● TEXTE À LIRE:
========

«Comment auraient-ils pensé à la peste, qui supprime l’avenir, les déplacements et les discussions?» La découverte des premiers cas de Covid-19 en Suisse fatalement nous fait relire La Peste de Camus. Voilà que les politiques et les stratégies de lutte à l’échelle nationale se révèlent bien impuissantes à limiter la propagation rapide d’une épidémie. Et à endiguer nos peurs. Face aux répercussions de la crise sanitaire sur l’économie et l’ordre dans le monde, la santé est un enjeu essentiel de la gouvernance mondiale.

Le rôle de l’OMS

Le multilatéralisme est la seule réponse. Même si les courants nationalistes, en Suisse ou en France, profitent des angoisses et des réactions irrationnelles pour en appeler à la «démondialisation» ou à la fermeture des frontières. Ils utilisent à leur profit les peurs ancestrales qui, en Europe, nous ramènent à la grande peste noire du XIVe siècle, aux épidémies de peste et de choléra du milieu du XIXe siècle, à la grippe espagnole ou, plus récemment, au VIH et la grippe asiatique. Pourtant, malgré l’intensification de la mobilité, la proportion de victimes des grandes épidémies est sans comparaison. C’est le résultat des efforts de coordination entre les nations et de la mise en place de règles internationales.

En 2007, quatre ans après l’apparition du SRAS en Chine, l’Organisation mondiale de la santé (OMS) désignait le risque de pandémie d’une nouvelle grippe comme «la plus redoutée des menaces pour la sécurité». On aurait dû s’attendre à ce que l’OMS soit renforcée par cette prise de conscience. Certes, la plupart des Etats membres ont adopté le nouveau Règlement sanitaire international (RIS) qui leur fait obligation de mettre sur pied des systèmes de détection et d’alerte précoce. Mais la volonté des membres a fait défaut pour réaliser le grand objectif de l’OMS: «la santé pour tous en l’an 2000». Malgré un remarquable travail sur le terrain. Les restrictions budgétaires, les suppressions de postes, la part déterminante dans les programmes laissée aux puissants donateurs, dont les intérêts sont commerciaux, ont réduit le pouvoir de l’OMS, mais surtout son indépendance, dénoncent spécialistes et ONG. Ce qui a incité le Corriere della Sera à qualifier l’OMS de «tigre de papier». Selon le quotidien milanais, «pour combattre le coronavirus, elle a dû commencer à collecter des fonds… Mais ce sont surtout les compétences de l’organisation qui sont insuffisantes: elle peut donner des directives techniques, conseiller, surveiller, informer la presse, faire de l’information, certifier la qualité des médicaments, donner l’alerte… Mais quand il s’agit de jouer le rôle d’une véritable police sanitaire, ses moyens d’action sont limités.»

Croissance économique et santé

Ce que reconnaît implicitement la Suisse dans son programme de politique extérieure en matière de santé: «Il faut une OMS plus forte qui encourage la collaboration entre les Etats membres pour, d’une part, consolider les systèmes nationaux et internationaux de détection précoce, de prévention et de lutte, et d’autre part, pour éviter les réactions excessives causant des dommages économiques inutiles.» Croissance économique et santé mondiales sont plus que jamais indissociables. «Dans un monde caractérisé par une interdépendance radicale et croissante, toutes les menaces sont transfrontières», avertissait en 2015, Margaret Chan, alors directrice de l’OMS. On ne se sauve jamais seul.

========

Citez mot pour mot le passage du texte sur l'OMS et le Covid-19 qui va de « Ce que reconnaît » à « sauve jamais seul. ».

========

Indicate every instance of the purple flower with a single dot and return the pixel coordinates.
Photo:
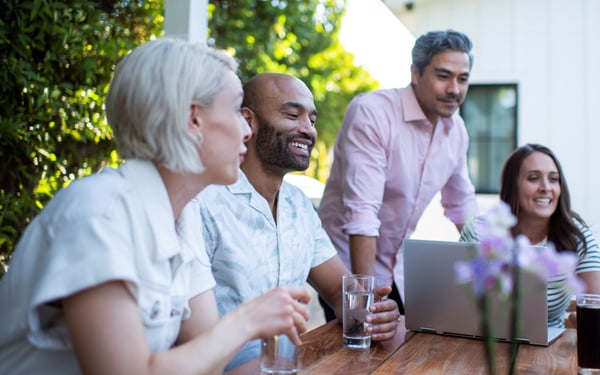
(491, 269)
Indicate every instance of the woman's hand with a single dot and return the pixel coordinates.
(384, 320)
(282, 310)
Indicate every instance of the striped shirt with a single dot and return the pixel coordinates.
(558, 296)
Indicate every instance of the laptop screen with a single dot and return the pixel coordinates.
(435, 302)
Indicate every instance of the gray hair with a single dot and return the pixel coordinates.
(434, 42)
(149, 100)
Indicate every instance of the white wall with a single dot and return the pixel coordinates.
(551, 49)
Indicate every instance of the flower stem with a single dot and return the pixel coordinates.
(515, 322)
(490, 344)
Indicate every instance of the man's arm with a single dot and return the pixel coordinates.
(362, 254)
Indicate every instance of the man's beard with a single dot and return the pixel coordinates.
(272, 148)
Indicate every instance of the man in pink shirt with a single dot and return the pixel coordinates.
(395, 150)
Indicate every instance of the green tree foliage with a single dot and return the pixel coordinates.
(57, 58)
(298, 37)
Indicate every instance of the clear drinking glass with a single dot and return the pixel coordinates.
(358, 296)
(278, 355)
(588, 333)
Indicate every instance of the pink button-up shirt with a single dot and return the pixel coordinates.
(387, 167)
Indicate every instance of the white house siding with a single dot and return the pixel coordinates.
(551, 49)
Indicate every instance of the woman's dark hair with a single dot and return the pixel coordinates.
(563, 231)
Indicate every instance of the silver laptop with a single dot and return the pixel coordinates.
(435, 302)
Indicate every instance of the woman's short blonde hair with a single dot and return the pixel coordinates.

========

● RÉPONSE ATTENDUE:
Ce que reconnaît implicitement la Suisse dans son programme de politique extérieure en matière de santé: «Il faut une OMS plus forte qui encourage la collaboration entre les Etats membres pour, d’une part, consolider les systèmes nationaux et internationaux de détection précoce, de prévention et de lutte, et d’autre part, pour éviter les réactions excessives causant des dommages économiques inutiles.» Croissance économique et santé mondiales sont plus que jamais indissociables. «Dans un monde caractérisé par une interdépendance radicale et croissante, toutes les menaces sont transfrontières», avertissait en 2015, Margaret Chan, alors directrice de l’OMS. On ne se sauve jamais seul.